▶ _AIM OF THE EXERCISE_
Would you return the complete listing below word for word?

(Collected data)
start
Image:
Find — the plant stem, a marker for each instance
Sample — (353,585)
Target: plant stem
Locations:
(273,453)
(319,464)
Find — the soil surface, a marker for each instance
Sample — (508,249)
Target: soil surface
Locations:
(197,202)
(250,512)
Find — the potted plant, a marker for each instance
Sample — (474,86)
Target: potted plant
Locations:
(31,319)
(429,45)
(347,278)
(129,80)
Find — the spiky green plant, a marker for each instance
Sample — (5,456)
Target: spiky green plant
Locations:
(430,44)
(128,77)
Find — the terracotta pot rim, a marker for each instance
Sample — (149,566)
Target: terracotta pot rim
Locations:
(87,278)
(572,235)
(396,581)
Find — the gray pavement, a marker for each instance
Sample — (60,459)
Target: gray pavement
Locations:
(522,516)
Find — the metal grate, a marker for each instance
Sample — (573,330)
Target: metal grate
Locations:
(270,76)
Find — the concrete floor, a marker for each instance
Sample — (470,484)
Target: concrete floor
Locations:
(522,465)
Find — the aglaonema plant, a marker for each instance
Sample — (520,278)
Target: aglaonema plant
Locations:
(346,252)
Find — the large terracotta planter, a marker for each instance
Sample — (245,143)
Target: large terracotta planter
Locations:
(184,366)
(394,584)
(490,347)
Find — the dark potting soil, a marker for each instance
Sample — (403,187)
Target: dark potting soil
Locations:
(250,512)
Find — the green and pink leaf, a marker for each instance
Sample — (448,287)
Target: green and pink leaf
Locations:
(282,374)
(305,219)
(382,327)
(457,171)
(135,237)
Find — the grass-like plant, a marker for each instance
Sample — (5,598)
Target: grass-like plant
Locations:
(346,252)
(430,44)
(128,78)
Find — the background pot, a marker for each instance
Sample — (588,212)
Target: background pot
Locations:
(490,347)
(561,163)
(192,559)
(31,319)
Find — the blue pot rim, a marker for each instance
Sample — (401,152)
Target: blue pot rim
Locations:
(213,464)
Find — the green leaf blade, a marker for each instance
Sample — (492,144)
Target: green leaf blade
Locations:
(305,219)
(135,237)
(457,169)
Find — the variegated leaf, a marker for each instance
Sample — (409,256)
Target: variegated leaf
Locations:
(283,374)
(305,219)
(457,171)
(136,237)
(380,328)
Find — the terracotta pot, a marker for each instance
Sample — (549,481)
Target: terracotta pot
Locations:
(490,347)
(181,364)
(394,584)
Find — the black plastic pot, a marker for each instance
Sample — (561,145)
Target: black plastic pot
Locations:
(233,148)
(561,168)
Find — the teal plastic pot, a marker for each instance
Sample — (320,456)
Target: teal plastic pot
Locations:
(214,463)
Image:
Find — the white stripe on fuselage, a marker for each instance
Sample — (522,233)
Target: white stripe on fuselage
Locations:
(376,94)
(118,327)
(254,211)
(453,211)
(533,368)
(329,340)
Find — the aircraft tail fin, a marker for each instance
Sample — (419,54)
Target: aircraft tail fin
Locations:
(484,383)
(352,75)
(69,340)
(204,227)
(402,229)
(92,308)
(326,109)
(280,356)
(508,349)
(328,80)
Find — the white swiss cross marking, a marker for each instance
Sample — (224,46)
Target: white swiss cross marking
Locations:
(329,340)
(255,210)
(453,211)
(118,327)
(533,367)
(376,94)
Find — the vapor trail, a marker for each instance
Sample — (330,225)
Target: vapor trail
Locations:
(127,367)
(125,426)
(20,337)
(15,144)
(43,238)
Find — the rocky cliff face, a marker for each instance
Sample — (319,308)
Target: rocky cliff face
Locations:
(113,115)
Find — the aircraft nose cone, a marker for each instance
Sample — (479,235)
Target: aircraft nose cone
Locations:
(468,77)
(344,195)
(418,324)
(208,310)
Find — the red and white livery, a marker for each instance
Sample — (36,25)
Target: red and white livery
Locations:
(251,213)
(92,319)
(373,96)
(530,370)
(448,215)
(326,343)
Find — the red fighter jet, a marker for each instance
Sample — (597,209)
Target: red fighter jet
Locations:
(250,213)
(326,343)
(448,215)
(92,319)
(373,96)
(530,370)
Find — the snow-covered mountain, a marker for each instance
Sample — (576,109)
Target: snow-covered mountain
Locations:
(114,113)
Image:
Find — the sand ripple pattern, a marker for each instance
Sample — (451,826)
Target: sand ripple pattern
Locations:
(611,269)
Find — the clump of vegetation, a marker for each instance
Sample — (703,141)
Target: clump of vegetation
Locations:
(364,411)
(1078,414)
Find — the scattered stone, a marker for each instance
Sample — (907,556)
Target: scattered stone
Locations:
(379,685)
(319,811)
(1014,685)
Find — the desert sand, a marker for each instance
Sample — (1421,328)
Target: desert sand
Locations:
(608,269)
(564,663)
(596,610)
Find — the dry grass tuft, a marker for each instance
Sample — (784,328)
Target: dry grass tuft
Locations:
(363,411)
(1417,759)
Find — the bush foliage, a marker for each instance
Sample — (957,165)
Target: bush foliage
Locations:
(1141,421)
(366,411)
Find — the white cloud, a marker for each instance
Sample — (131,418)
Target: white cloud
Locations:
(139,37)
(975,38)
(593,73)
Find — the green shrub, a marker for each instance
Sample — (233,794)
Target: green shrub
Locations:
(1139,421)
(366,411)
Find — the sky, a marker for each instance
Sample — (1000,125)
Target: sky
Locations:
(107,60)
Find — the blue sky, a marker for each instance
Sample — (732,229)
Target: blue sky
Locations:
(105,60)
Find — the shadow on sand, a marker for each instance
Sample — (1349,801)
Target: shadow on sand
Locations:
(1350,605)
end
▶ _RESULT FOR THIS EXERCISE_
Image:
Find — the plant stem, a marker for each instance
Sample — (353,585)
Target: plant stem
Locations:
(273,453)
(319,464)
Find — the soil surface, a marker for each instance
Sample — (508,249)
Target: soil surface
Locations:
(197,202)
(250,512)
Find — the potted plant, a marker for each instance
Sample — (474,86)
Target: potted plant
Locations:
(31,319)
(429,45)
(347,278)
(129,80)
Find — the spiky green plant, a marker for each instance
Sample — (5,456)
Target: spiky green plant
Locations:
(430,44)
(128,77)
Find — the terracotta pot rim, a marker for each instance
Sample — (149,566)
Target: terracotta pot rim
Locations:
(87,278)
(572,235)
(396,581)
Find — the gray pavement, a marker for each instance
Sample — (60,459)
Target: gray pavement
Locations:
(522,516)
Find — the metal grate, a marker for each instance
Sample — (573,330)
Target: metal grate
Locations:
(270,76)
Find — the concrete floor, a marker for each instance
Sample — (470,484)
Target: concrete floor
Locations:
(522,465)
Find — the aglaonema plant, a marker for each instance
Sample — (520,278)
Target: aglaonema plant
Locations:
(346,252)
Find — the large terracotta planter, a marker for each instance
Sample — (245,143)
Target: large terracotta planter
Locations:
(184,366)
(394,584)
(490,347)
Find — the dark potting soil, a marker for each instance
Sample — (403,187)
Target: dark potting soil
Locations:
(250,512)
Find — the green and pink leaf, a marker for each instance
Sample — (448,287)
Target: green and pink leaf
Locations:
(282,374)
(305,219)
(382,327)
(457,171)
(135,237)
Find — the grass-like plant, a marker for each instance
Sample — (5,598)
Target: grass-like plant
Locations:
(346,252)
(430,44)
(128,78)
Find — the background pot, a marker for each instance
Sample — (588,212)
Target: background pot
Locations:
(490,347)
(561,163)
(192,559)
(31,319)
Find — the blue pot rim, a marker for each instance
Sample — (401,152)
Target: blue pot rim
Locations:
(213,464)
Find — the green leaf blade, a marker for each instance
Sample — (492,144)
Target: green leaf blade
Locations:
(305,219)
(135,237)
(457,169)
Find — the variegated leaf, a marker for each instance
Sample — (409,256)
Target: variegated leaf
Locations:
(283,374)
(305,219)
(457,171)
(136,237)
(380,328)
Find — the terracotta pot, a marker for each instance
Sample — (549,481)
Target: terracotta pot
Locations:
(490,347)
(181,364)
(394,584)
Find — the black plastic pot, a marker for each instance
Sample — (561,145)
Target: black plastic pot
Locations:
(233,148)
(561,168)
Find — the teal plastic pot, a marker for each instance
Sample — (320,456)
Target: teal plastic pot
Locations:
(214,463)
Image:
Find — the white stripe on fuselage, a marker for each instance
Sample — (522,233)
Target: white stripe on fuselage
Locations:
(376,94)
(118,327)
(254,211)
(453,211)
(533,368)
(329,340)
Find — the aircraft tail fin, a marker for each instance
Sample — (419,54)
Target: aircraft tail fin
Locations:
(484,383)
(352,75)
(69,340)
(204,227)
(402,229)
(92,308)
(326,109)
(280,356)
(508,349)
(328,80)
Find — the white swiss cross marking, a marker for each instance
Sample — (224,46)
Target: white swiss cross marking
Locations:
(329,340)
(255,210)
(453,211)
(118,327)
(533,367)
(376,94)
Find — the vapor trail, a marker for each instance
Sample — (330,225)
Target: vapor trail
Locations:
(127,367)
(125,426)
(20,337)
(15,144)
(43,238)
Find — the rocky cliff face, a marker for each instance
Sample — (319,308)
Target: rocky cliff face
Locations:
(113,115)
Find — the aircraft nose cone, a marker for each instance
Sample — (479,235)
Target: aircraft nose cone
Locations:
(468,77)
(344,195)
(418,324)
(208,310)
Find — the red and white livery, a marker for each instance
Sample — (36,25)
Target: red and white livery
Locations:
(251,213)
(92,319)
(373,96)
(530,370)
(448,215)
(326,343)
Find — the red fighter jet, a marker for each instance
Sample — (597,209)
Target: red fighter jet
Locations:
(250,213)
(326,343)
(448,215)
(92,319)
(373,96)
(530,370)
Find — the snow-covered mountain, a marker for each instance
Sample — (576,109)
Target: snow-covered mountain
Locations:
(114,113)
Image:
Find — the sand ripple pattern, a marker for each instance
Sample — (451,826)
Target: sand ripple pattern
Locations:
(611,269)
Find — the clump of vegetation, a marker for each instance
Sample — (703,141)
Target: clump of vegetation
Locations:
(364,411)
(1078,414)
Find — the scattered stone, a marker for each instance
Sample — (907,556)
Target: scattered stone
Locations:
(379,685)
(319,811)
(1014,685)
Find — the desert sand, a marker for each instance
Sample — (1421,328)
Target: desert sand
Locations:
(608,269)
(564,663)
(596,610)
Find — the dry grass tuft, a marker for each instance
Sample — (784,328)
Target: dry grass tuft
Locations:
(363,411)
(1417,759)
Find — the bush foliage, a marker for each instance
Sample — (957,165)
Target: bush foliage
Locations:
(1141,421)
(366,411)
Find — the white cloud, a marker for each instance
Sample — (131,418)
Target: white cloud
Locations:
(139,37)
(975,38)
(593,73)
Find — the green shrub, a marker for each instance
Sample — (233,794)
Target: green shrub
Locations:
(1139,421)
(366,411)
Find — the sky, a marker for each instance
Sample — (1000,125)
Target: sky
Locations:
(107,60)
Find — the blue sky, a marker for each instance
Sample — (732,229)
Target: blue sky
Locations:
(105,60)
Find — the shadow on sand, a marker for each instance
Sample — (1349,801)
Target: shadow on sand
Locations:
(1350,605)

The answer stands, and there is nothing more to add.